### Data to use
•••••
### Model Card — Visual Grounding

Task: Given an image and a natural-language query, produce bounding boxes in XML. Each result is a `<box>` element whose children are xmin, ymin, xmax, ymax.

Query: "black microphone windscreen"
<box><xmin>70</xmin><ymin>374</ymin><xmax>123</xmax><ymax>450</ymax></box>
•••••
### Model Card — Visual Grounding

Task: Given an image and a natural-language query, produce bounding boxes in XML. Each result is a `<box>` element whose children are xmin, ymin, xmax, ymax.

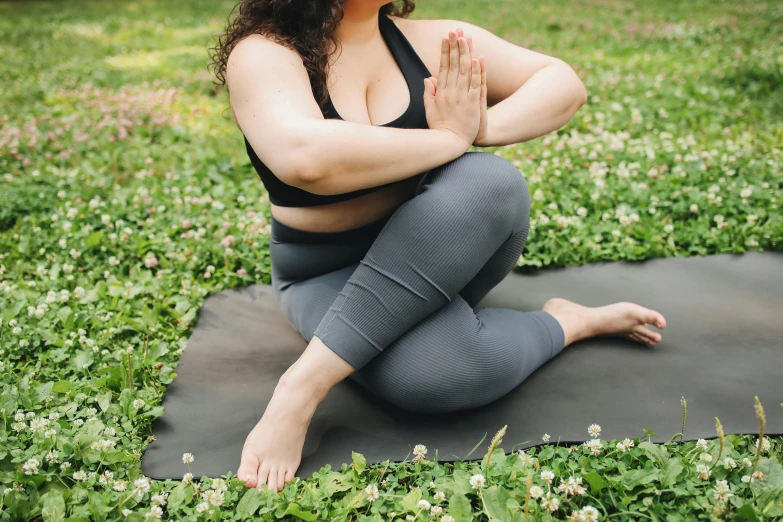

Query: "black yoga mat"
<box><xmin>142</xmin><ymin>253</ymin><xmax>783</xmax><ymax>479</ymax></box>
•••••
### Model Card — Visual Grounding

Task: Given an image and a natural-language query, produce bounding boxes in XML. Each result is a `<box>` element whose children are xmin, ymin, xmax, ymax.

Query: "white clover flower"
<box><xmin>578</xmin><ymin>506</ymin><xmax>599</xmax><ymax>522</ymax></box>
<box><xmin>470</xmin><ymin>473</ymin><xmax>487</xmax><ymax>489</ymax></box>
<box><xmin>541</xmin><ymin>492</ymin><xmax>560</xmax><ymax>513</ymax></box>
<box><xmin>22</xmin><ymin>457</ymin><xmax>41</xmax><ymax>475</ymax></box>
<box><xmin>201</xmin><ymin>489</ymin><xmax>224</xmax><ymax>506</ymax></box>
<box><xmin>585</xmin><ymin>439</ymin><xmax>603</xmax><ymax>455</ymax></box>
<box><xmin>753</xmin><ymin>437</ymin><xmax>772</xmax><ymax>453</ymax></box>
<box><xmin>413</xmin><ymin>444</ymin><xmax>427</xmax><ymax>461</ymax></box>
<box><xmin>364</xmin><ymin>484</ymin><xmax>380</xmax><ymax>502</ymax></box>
•••••
### Exercise prompt
Show each line of the rows above that contains the string "black". Case counts.

### The response
Query: "black microphone windscreen"
Query: "black yoga mat"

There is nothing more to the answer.